** TEXT SECTION follows **
Oklahoma’s got a bad occupational licensing problem, worse than other states. We don’t just regulate too many occupations (almost as many as Kansas and Missouri combined), we also overregulate; our licensing laws are the 11th most burdensome nationwide. What concerns me most isn’t either of those points, though. It’s that many of our harshest, most suffocating regulations target occupations that no thinking lawmaker should be legislating about in the first place.

To illustrate this prevalent and truly bizarre phenomenon, take 1889’s latest report, which examines the Therapeutic Recreation Act. The report finds that the Act, which mandates getting government permission to sell or advertise recreational therapy services, is flagrantly unjustified. The practice targeted by the law simply isn’t dangerous or technical enough to warrant a license, not even close.

If any reader is clueless, such as a lawmaker, rec therapy is an allied healthcare profession whose specialists promote the health and overall welfare of patients coping with or recovering from an illness, disability, or injury by helping them enjoy a hobby. Specialists may use games, crafts, animals, music or other fun leisure activities to advance this goal. But they’re not just summer camp counselors. They view themselves as serious, legitimate professionals, and indeed they work in serious environments, like hospitals and rehab clinics. But they’re not doctors or nurses. They don’t prescribe meds or make diagnoses or handle needles. No technical medical schooling is needed for their job. What they do need is patience, good verbal skills, and enough physical fitness to lift the occasional bulky wheelchair. In short, the practice is totally innocuous.

Which is why the Act is so unjust. The case for licensing is typically strongest (albeit still often weak overall) when the practitioners in question can potentially cause real harm if they commit malpractice, like airline pilots or pharmacists. That is, a licensing law, as with all laws, is supposed to serve the common good. But the Act doesn’t do that. No one is kept safer by it. No consumer is made surer of the quality of their purchases, given how transparent the practice already is. Who then, does the law benefit?

Affluent, established specialists, that’s who. Obtaining a rec therapy license is so difficult that since the Act took effect in 2010, the number of active specialists in our state has plunged 28 percent. With that decline in competition came a handsome wage increase for the specialists who could afford the time and money investment to acquire legal permission to stay in business. Laws that serve private interests at the expense of consumers are absolutely unjustifiable, and this is such a law.
** End of TEXT SECTION **
** ENTRIES SUPPLIED follows **
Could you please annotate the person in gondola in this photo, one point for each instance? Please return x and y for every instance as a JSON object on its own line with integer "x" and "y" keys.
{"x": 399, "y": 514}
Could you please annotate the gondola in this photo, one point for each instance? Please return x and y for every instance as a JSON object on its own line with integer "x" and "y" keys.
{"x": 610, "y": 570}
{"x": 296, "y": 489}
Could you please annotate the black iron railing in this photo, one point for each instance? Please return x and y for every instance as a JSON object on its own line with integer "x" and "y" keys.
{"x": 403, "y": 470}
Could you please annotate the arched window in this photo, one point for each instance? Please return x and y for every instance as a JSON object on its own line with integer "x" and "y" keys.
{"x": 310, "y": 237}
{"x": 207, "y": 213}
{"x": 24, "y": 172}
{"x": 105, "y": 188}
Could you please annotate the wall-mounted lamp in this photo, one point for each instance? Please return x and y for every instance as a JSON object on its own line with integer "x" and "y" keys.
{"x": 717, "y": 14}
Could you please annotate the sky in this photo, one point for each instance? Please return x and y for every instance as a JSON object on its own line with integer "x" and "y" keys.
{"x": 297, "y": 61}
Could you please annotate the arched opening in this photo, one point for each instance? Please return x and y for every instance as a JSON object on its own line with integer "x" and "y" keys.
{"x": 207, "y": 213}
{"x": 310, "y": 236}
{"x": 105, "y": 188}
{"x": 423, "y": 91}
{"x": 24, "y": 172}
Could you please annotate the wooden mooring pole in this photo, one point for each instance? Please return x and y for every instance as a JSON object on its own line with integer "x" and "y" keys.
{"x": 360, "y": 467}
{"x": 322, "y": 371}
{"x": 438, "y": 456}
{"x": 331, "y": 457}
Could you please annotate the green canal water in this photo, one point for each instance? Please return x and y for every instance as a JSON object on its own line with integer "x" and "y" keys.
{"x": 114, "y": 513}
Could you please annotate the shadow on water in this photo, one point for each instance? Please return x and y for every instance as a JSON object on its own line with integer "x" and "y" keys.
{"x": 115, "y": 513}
** End of ENTRIES SUPPLIED **
DIRECTIONS ▸
Print the stretch of the licensing text from "If any reader" through "is totally innocuous.". The records have no connection to the text on occupational licensing.

THE ANSWER ▸
If any reader is clueless, such as a lawmaker, rec therapy is an allied healthcare profession whose specialists promote the health and overall welfare of patients coping with or recovering from an illness, disability, or injury by helping them enjoy a hobby. Specialists may use games, crafts, animals, music or other fun leisure activities to advance this goal. But they’re not just summer camp counselors. They view themselves as serious, legitimate professionals, and indeed they work in serious environments, like hospitals and rehab clinics. But they’re not doctors or nurses. They don’t prescribe meds or make diagnoses or handle needles. No technical medical schooling is needed for their job. What they do need is patience, good verbal skills, and enough physical fitness to lift the occasional bulky wheelchair. In short, the practice is totally innocuous.